# YOUR OBJECTIVE
After locating the line with "positive clicks: (678, 357)", retype it and every later line exactly, stopping at the end of the records.

# RECORD EXTRACTS
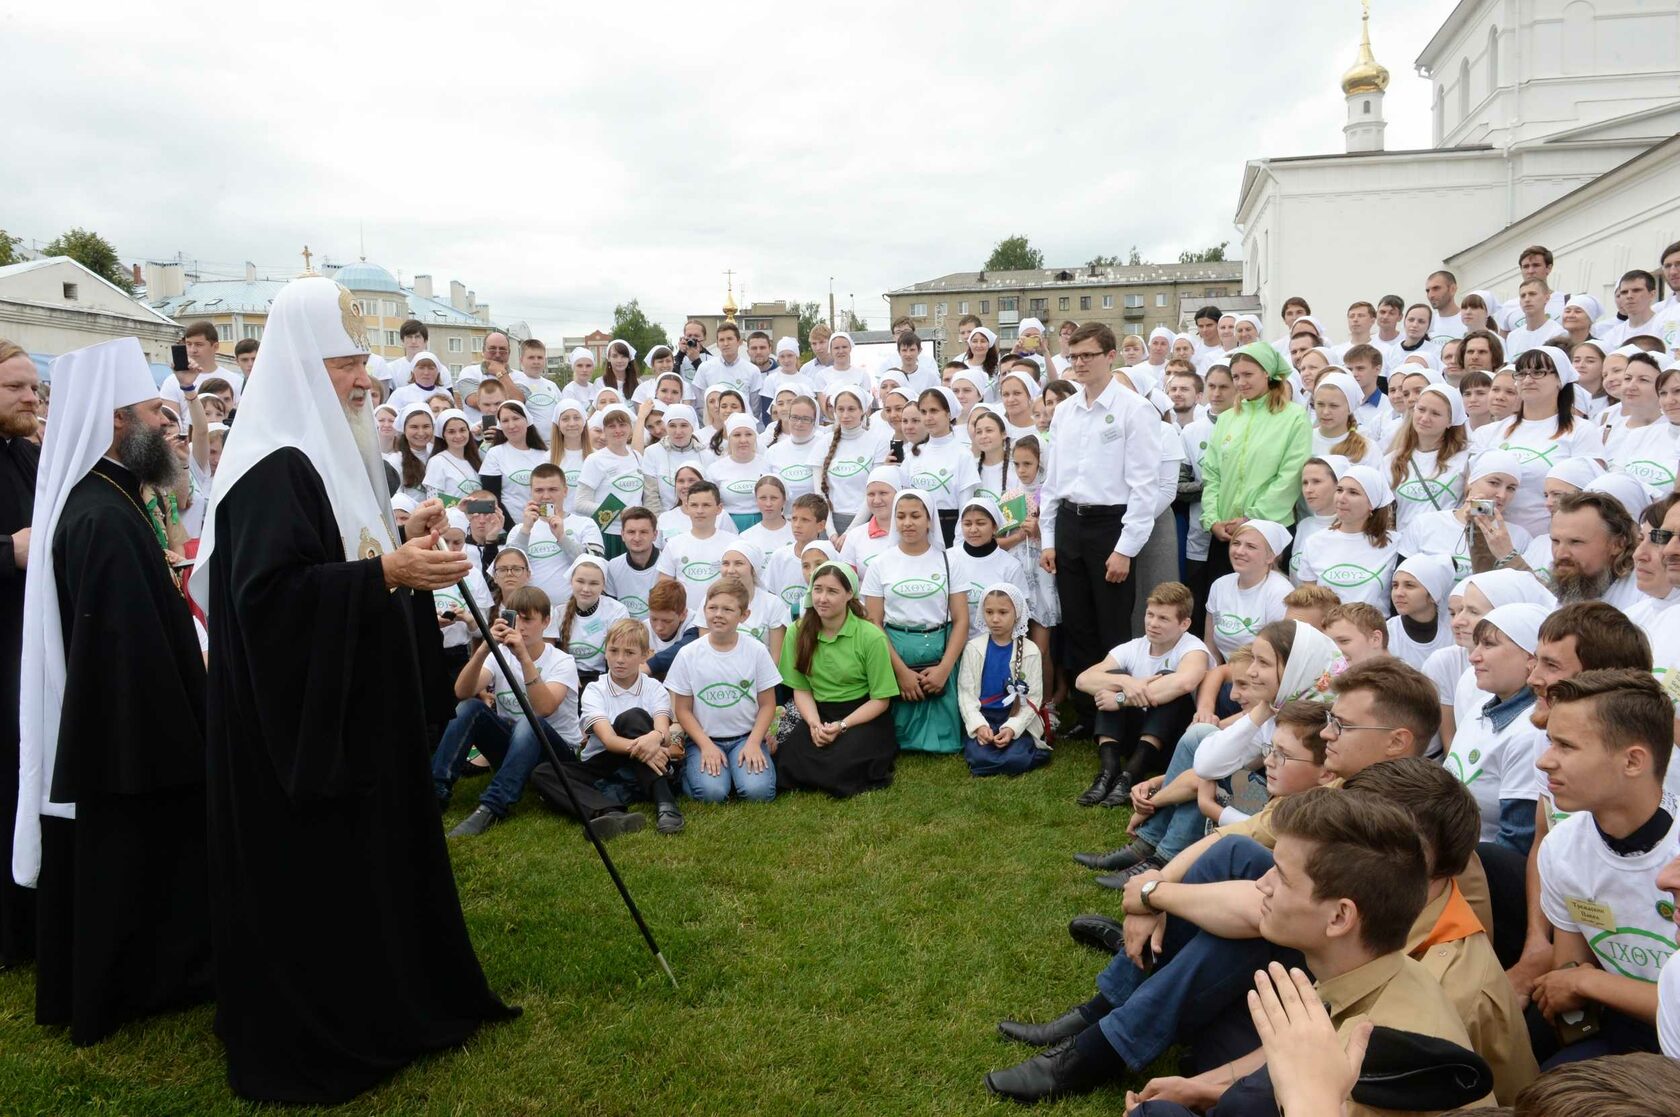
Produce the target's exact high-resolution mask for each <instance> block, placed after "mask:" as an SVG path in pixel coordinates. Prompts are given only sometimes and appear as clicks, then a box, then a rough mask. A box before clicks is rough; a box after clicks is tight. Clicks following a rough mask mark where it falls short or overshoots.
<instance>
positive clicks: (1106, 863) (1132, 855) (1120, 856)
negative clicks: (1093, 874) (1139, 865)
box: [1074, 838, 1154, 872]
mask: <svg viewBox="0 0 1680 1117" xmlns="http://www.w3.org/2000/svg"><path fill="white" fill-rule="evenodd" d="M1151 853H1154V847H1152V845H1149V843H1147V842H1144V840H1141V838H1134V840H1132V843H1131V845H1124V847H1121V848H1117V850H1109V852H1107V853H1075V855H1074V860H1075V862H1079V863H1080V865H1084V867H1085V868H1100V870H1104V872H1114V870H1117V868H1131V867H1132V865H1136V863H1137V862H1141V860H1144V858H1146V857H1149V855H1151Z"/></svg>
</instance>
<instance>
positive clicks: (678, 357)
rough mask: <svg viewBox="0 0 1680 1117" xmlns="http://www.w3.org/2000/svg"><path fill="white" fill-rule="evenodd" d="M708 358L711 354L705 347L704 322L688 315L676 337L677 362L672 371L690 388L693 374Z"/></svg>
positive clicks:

# EXPECTED ANSWER
positive clicks: (678, 357)
rough mask: <svg viewBox="0 0 1680 1117" xmlns="http://www.w3.org/2000/svg"><path fill="white" fill-rule="evenodd" d="M708 358L711 354L705 347L704 322L688 315L676 337L677 362L672 371L690 388L693 374Z"/></svg>
positive clicks:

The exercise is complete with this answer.